According to the passage titled "Fear and Loathing," what does Chapter 7 show the reactions to the new sciences of human nature came from?

PASSAGE PROVIDED:
- - - -
PART II
Fear and Loathing

By the middle of the second half of the twentieth century, the ideals of the social scientists of the first half had enjoyed a well-deserved victory. Eugenics, Social Darwinism, colonial conquest, Dickensian policies toward children, overt expressions of racism and sexism among the educated, and official discrimination against women and minorities had been eradicated, or at least were rapidly fading, from mainstream Western life.

At the same time, the doctrine of the Blank Slate, which had been blurred with ideals of equality and progress for much of the century, was beginning to show cracks. As the new sciences of human nature began to flourish, it was becoming clear that thinking is a physical process, that people are not psychological clones, that the sexes differ above the neck as well as below it, that the human brain was not exempt from the process of evolution, and that people in all cultures share mental traits that might be illuminated by new ideas in evolutionary biology.

These developments presented intellectuals with a choice. Cooler heads could have explained that the discoveries were irrelevant to the political ideals of equal opportunity and equal rights, which are moral doctrines on how we ought to treat people rather than scientific hypotheses about what people are like. Certainly it is wrong to enslave, oppress, discriminate against, or kill people regardless of any foreseeable datum or theory that a sane scientist would offer.

But it was not a time for cool heads. Rather than detach the moral doctrines from the scientific ones, which would ensure that the clock would not be turned back no matter what came out of the lab and field, many intellectuals, including some of the world’s most famous scientists, made every effort to connect the two. The discoveries about human nature were greeted with fear and loathing because they were thought to threaten progressive ideals. All this could be relegated to the history books were it not for the fact that these intellectuals, who once called themselves radicals, are now the establishment, and the dread they sowed about human nature has taken root in modern intellectual life.

This part of the book is about the politically motivated reactions to the new sciences of human nature. Though the opposition was originally a brainchild of the left, it is becoming common on the right, whose spokespeople are fired up by some of the same moral objections. In Chapter 6 I recount the shenanigans that erupted as a reaction to the new ideas about human nature. In Chapter 7 I show how these reactions came from a moral imperative to uphold the Blank Slate, the Noble Savage, and the Ghost in the Machine.
- - - -
Referring expression grounding data:
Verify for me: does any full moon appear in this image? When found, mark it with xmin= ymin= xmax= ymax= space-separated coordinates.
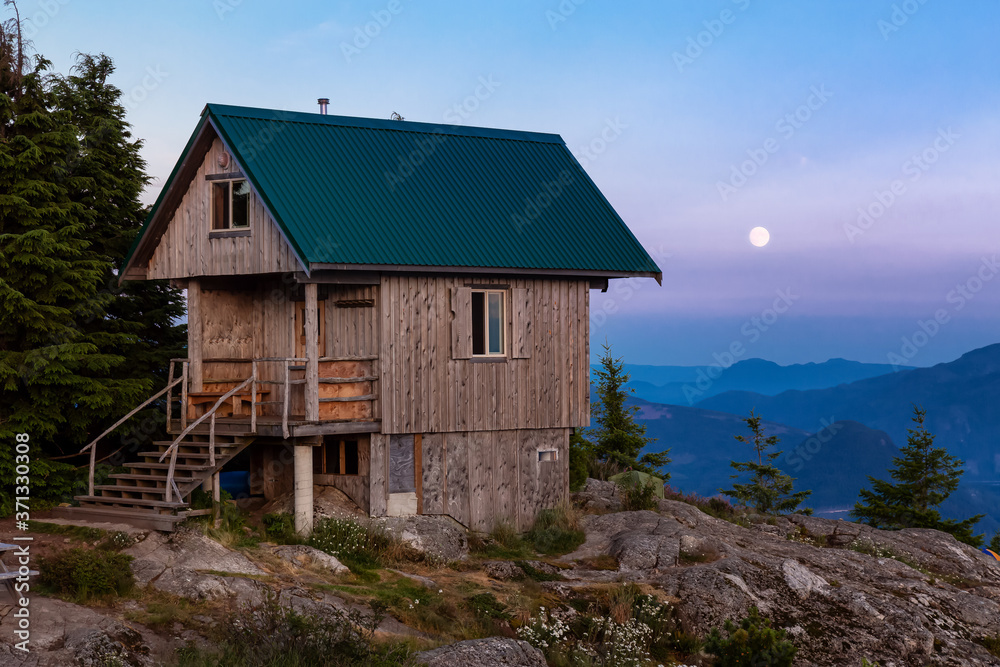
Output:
xmin=750 ymin=227 xmax=771 ymax=248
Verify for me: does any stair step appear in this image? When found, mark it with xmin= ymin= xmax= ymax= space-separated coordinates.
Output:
xmin=125 ymin=461 xmax=209 ymax=474
xmin=94 ymin=484 xmax=167 ymax=498
xmin=139 ymin=447 xmax=224 ymax=461
xmin=108 ymin=472 xmax=167 ymax=482
xmin=76 ymin=496 xmax=188 ymax=509
xmin=51 ymin=507 xmax=187 ymax=533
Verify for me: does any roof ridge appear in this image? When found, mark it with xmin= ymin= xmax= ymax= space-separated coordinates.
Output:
xmin=202 ymin=102 xmax=566 ymax=145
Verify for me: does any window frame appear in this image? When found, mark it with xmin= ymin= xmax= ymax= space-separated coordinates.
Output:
xmin=469 ymin=287 xmax=510 ymax=359
xmin=209 ymin=176 xmax=253 ymax=232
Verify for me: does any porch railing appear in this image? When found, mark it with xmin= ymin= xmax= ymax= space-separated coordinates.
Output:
xmin=79 ymin=356 xmax=378 ymax=502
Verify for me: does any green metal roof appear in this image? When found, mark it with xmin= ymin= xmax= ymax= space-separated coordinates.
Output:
xmin=125 ymin=104 xmax=660 ymax=277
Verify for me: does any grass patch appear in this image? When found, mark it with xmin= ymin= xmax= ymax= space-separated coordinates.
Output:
xmin=28 ymin=520 xmax=107 ymax=542
xmin=514 ymin=560 xmax=563 ymax=581
xmin=38 ymin=548 xmax=135 ymax=603
xmin=308 ymin=518 xmax=408 ymax=577
xmin=469 ymin=521 xmax=533 ymax=560
xmin=524 ymin=502 xmax=587 ymax=556
xmin=261 ymin=512 xmax=306 ymax=544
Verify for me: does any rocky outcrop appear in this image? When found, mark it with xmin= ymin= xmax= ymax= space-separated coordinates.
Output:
xmin=0 ymin=596 xmax=182 ymax=667
xmin=376 ymin=515 xmax=469 ymax=563
xmin=416 ymin=637 xmax=545 ymax=667
xmin=564 ymin=482 xmax=1000 ymax=666
xmin=271 ymin=544 xmax=349 ymax=574
xmin=123 ymin=529 xmax=266 ymax=604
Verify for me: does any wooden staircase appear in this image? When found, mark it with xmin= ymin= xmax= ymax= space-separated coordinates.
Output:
xmin=53 ymin=433 xmax=254 ymax=532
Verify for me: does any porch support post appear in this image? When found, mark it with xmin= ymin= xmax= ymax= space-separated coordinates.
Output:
xmin=305 ymin=283 xmax=319 ymax=422
xmin=183 ymin=278 xmax=203 ymax=394
xmin=294 ymin=442 xmax=313 ymax=535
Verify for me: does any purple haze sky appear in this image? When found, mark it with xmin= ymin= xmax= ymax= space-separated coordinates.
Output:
xmin=19 ymin=0 xmax=1000 ymax=365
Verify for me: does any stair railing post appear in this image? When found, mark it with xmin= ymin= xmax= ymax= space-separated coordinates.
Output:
xmin=250 ymin=359 xmax=257 ymax=433
xmin=212 ymin=473 xmax=222 ymax=529
xmin=181 ymin=361 xmax=190 ymax=431
xmin=167 ymin=359 xmax=174 ymax=433
xmin=87 ymin=442 xmax=97 ymax=498
xmin=166 ymin=447 xmax=180 ymax=503
xmin=281 ymin=359 xmax=292 ymax=440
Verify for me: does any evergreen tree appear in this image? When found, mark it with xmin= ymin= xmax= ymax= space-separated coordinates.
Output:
xmin=851 ymin=406 xmax=984 ymax=547
xmin=588 ymin=343 xmax=670 ymax=481
xmin=0 ymin=9 xmax=183 ymax=516
xmin=720 ymin=410 xmax=812 ymax=516
xmin=51 ymin=54 xmax=187 ymax=450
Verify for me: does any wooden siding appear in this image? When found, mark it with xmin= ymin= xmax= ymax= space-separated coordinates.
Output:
xmin=146 ymin=138 xmax=301 ymax=279
xmin=379 ymin=276 xmax=590 ymax=433
xmin=370 ymin=429 xmax=570 ymax=531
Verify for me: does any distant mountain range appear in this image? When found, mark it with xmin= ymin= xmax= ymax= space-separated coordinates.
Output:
xmin=634 ymin=344 xmax=1000 ymax=536
xmin=625 ymin=359 xmax=916 ymax=405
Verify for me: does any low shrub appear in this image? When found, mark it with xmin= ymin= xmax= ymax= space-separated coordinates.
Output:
xmin=525 ymin=502 xmax=587 ymax=556
xmin=618 ymin=480 xmax=658 ymax=512
xmin=38 ymin=549 xmax=135 ymax=602
xmin=705 ymin=607 xmax=798 ymax=667
xmin=178 ymin=594 xmax=413 ymax=667
xmin=465 ymin=593 xmax=511 ymax=621
xmin=307 ymin=518 xmax=399 ymax=574
xmin=261 ymin=512 xmax=304 ymax=544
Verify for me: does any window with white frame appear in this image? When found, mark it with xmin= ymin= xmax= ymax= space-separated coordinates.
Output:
xmin=212 ymin=178 xmax=250 ymax=229
xmin=472 ymin=290 xmax=507 ymax=357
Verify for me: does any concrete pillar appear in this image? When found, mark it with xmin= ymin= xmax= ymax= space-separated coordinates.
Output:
xmin=305 ymin=283 xmax=319 ymax=422
xmin=294 ymin=445 xmax=313 ymax=535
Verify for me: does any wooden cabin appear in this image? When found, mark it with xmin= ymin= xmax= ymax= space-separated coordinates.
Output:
xmin=58 ymin=104 xmax=661 ymax=531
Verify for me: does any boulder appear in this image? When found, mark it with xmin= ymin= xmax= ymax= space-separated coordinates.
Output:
xmin=560 ymin=500 xmax=1000 ymax=667
xmin=0 ymin=595 xmax=182 ymax=667
xmin=271 ymin=544 xmax=350 ymax=574
xmin=375 ymin=515 xmax=469 ymax=562
xmin=122 ymin=528 xmax=265 ymax=586
xmin=416 ymin=637 xmax=545 ymax=667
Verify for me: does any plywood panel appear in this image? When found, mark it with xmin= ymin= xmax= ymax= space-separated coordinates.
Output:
xmin=389 ymin=435 xmax=417 ymax=493
xmin=493 ymin=431 xmax=519 ymax=525
xmin=517 ymin=431 xmax=540 ymax=530
xmin=468 ymin=431 xmax=496 ymax=531
xmin=368 ymin=433 xmax=389 ymax=516
xmin=445 ymin=433 xmax=470 ymax=526
xmin=421 ymin=433 xmax=445 ymax=514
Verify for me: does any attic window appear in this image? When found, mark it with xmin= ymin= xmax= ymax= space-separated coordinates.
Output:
xmin=212 ymin=179 xmax=250 ymax=229
xmin=472 ymin=290 xmax=507 ymax=357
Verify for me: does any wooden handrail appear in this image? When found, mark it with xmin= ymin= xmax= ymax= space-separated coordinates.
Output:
xmin=79 ymin=378 xmax=182 ymax=496
xmin=159 ymin=377 xmax=256 ymax=502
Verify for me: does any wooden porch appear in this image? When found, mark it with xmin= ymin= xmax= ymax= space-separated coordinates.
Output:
xmin=61 ymin=357 xmax=381 ymax=531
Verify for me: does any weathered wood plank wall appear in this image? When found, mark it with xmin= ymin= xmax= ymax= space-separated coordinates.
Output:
xmin=147 ymin=139 xmax=301 ymax=280
xmin=379 ymin=275 xmax=590 ymax=433
xmin=394 ymin=428 xmax=570 ymax=531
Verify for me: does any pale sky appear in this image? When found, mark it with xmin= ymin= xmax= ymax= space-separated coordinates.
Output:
xmin=21 ymin=0 xmax=1000 ymax=365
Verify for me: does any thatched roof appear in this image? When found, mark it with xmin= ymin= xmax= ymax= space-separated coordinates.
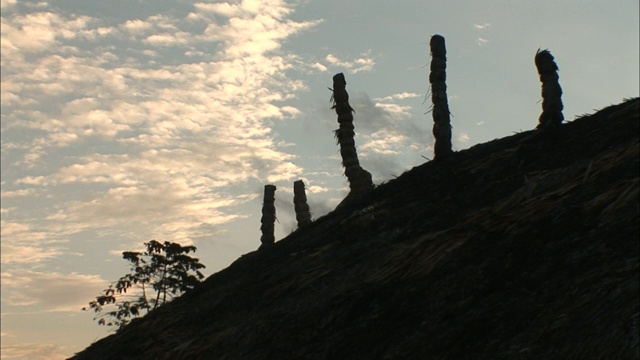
- - - -
REPLY TO THE TASK:
A moral imperative to uphold the Blank Slate, the Noble Savage, and the Ghost in the Machine.